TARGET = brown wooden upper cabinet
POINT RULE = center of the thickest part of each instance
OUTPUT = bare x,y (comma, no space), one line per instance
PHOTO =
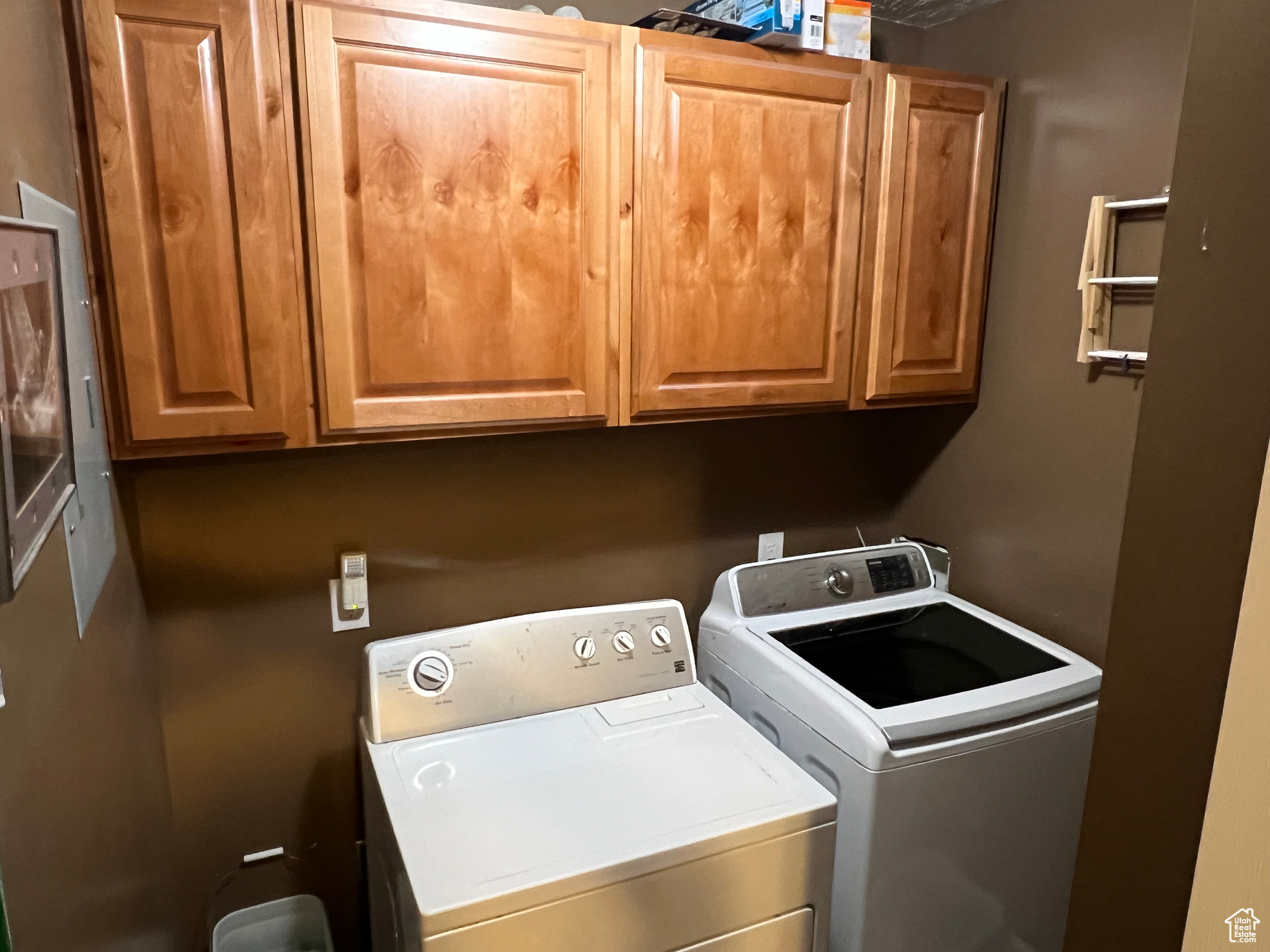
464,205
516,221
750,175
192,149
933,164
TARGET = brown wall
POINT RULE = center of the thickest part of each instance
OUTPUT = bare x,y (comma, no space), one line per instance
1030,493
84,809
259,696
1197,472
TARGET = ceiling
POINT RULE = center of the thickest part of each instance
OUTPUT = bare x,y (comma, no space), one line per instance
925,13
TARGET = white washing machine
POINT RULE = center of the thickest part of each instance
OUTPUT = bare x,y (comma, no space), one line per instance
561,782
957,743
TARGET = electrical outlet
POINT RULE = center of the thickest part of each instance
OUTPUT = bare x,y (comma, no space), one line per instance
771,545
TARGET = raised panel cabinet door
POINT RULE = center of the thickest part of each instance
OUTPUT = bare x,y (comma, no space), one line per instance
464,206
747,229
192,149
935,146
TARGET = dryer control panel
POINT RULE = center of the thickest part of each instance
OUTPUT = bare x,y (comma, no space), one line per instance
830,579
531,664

----

Update the rows from the line containing "TARGET = electrical outlet" through the final line by replacing "cabinet door" with "cupboard door". Leave everything else unchanged, and return only those lines.

TARGET = electrical outlet
POINT RULE = center of the thickest part of each instance
OUTPUT = bare x,y (comma, no space), one line per instance
771,545
TARGET = raised panel cupboard door
POINT RULE = center of the thickest part of each instance
OUTPUT = bare x,y (comma, no space), one line per instance
464,206
747,229
192,149
935,146
TARGET = dryer control panel
POINT RULE = center of the thickest part of each instance
OUTPUT = bare x,y (comma, no space), one line per instance
830,579
531,664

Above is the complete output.